**What is required:** Your answer should hold every line of the records below that contains the string "each".

**Stored data:**
- - - -

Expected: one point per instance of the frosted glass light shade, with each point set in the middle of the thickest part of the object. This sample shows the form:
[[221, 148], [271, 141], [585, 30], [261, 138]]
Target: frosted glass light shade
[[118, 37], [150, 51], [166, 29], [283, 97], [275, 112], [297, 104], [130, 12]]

- - - -

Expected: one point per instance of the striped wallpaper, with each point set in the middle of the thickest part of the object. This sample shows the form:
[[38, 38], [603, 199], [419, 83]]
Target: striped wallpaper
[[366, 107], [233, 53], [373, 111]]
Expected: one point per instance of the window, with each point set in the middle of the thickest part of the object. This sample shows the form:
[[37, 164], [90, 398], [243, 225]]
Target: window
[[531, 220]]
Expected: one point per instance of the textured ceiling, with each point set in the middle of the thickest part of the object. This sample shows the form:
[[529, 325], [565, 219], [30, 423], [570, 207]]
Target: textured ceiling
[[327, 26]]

- - - -

**Result of the exercise:**
Expected: one point per instance of the frosted glass light shade, with each point set in the middle of the thickest part of the object. This sample shows the form:
Expected: one point per instance of the striped wallpaper, with each point set in the middle of the thickest part of the object. This sample shows the form:
Expected: one point per instance of the window, with each point set in the middle of the thickest part of the object. This sample shows the form:
Expected: one point per instance of the textured ceiling, with each point set in the middle of the thickest part of the object. This sample shows the form:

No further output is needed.